## SEITENAUSZUG
Rückgang der Chikungunya-Fälle um 64,9 Prozent in 2017

Chikungunya Stechmücke

Chikungunya Stechmücke

Manila, Philippinen – Das Department of Health (DoH) -Epidemiology Bureau verzeichnete vom 1. Januar bis 4. November 2017 landesweit einen Rückgang von mehr als der Hälfte der Fälle von Chikungunya.

In einem Bericht sagte die DoH, dass 2.025 Fälle registriert wurden, oder einen Rückgang von 64.9 Prozent, gegenüber der gleichen Periode des letzten Jahres mit 5.771 Fällen.

Die Mehrheit der Fälle kam aus Central Luzon (34,5 Prozent), Calabarzon (22,2 Prozent), Bicol Region (12,1 Prozent), Mimaropa (10,6 Prozent) und Eastern Visayas (7,2 Prozent). Calabarzon besteht aus den Provinzen Cavite, Laguna, Batangas, Rizal und Quezon. Mindoro (Oriental and Occidental), Marinduque, Romblon und Palawan bilden Mimaropa.

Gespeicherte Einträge
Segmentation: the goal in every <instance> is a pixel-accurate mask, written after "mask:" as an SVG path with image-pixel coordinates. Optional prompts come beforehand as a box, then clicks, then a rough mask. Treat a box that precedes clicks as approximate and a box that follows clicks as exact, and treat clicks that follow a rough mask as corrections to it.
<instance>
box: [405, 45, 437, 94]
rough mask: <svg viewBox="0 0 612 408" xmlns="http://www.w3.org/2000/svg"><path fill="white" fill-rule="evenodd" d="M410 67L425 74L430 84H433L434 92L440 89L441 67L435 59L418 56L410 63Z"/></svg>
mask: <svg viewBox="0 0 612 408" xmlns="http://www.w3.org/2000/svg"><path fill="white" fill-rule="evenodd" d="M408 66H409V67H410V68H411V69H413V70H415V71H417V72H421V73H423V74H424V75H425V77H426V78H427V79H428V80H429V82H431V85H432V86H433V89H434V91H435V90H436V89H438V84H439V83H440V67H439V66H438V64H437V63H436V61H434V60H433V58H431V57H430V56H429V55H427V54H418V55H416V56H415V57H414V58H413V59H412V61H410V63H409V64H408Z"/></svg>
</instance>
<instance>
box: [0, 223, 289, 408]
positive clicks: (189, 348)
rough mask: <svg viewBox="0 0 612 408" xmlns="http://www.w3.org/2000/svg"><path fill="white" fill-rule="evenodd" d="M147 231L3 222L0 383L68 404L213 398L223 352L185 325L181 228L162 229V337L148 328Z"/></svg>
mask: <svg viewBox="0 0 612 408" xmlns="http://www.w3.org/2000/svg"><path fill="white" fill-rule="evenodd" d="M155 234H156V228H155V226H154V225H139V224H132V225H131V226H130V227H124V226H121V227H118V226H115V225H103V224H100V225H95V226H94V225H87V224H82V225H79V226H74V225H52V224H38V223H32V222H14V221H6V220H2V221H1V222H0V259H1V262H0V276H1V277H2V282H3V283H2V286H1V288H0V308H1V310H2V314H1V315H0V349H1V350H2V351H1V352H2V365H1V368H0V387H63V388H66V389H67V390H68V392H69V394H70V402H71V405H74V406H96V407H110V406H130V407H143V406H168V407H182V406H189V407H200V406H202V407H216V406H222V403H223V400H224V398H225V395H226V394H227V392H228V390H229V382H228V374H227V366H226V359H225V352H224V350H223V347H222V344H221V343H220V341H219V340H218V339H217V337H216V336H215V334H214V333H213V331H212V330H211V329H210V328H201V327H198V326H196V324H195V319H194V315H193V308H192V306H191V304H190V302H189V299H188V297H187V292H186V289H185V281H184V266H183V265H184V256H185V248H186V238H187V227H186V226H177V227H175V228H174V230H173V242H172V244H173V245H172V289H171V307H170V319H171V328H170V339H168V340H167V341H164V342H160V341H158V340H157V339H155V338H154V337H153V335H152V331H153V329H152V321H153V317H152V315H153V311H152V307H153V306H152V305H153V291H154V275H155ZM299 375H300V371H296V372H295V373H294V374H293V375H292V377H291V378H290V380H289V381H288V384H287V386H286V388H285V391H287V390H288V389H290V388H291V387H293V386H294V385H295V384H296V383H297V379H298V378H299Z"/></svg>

## ARBEITSAUFTRAG
Setze den Bericht über den Rückgang der Chikungunya-Fälle auf den Philippinen im Anschluss an seinen letzten Satz fort.

## ANTWORTTEIL
Die am stärksten betroffenen Provinzen sind Aurora (29,28 Prozent), Masbate (11,65 Prozent), Batangas (7,60 Prozent), Romblon (7,41 Prozent) und Leyte (7,21 Prozent).

Die Fälle traten im Alter von 1 bis 95 auf, wobei die meisten Fälle Frauen betrafen, 61,1 Prozent. Die meisten Fälle betrafen die Altersgruppe der 25-29-Jährigen.

Vier Todesfälle wurden aufgezeichnet.

Das Chikungunyafieber ist eine durch das Chikungunya-Virus (CHIKV) ausgelöste, mit Fieber und Gelenkbeschwerden einhergehende tropische Infektionskrankheit, die durch Stechmücken übertragen wird.